What you are asked to do → Pick out each line in the data below that contains the word "queried", and copy those lines.
══ Given entries
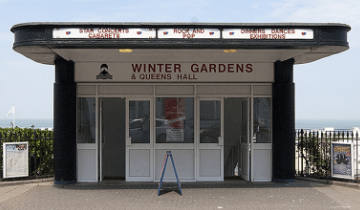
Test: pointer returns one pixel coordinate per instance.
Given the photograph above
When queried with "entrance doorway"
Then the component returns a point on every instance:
(112, 138)
(236, 138)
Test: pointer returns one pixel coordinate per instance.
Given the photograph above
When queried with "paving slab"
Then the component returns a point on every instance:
(293, 195)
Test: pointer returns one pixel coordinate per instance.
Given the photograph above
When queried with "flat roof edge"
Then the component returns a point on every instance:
(160, 24)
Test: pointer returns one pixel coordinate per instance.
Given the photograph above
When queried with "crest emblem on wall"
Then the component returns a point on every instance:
(104, 72)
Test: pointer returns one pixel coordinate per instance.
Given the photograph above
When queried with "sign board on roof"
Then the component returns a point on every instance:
(267, 33)
(104, 33)
(189, 33)
(183, 33)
════
Exercise output →
When queried with "entrance doorway"
When queried with "paving slab"
When queried with "flat roof edge"
When queried with "crest emblem on wall"
When queried with "sign board on roof"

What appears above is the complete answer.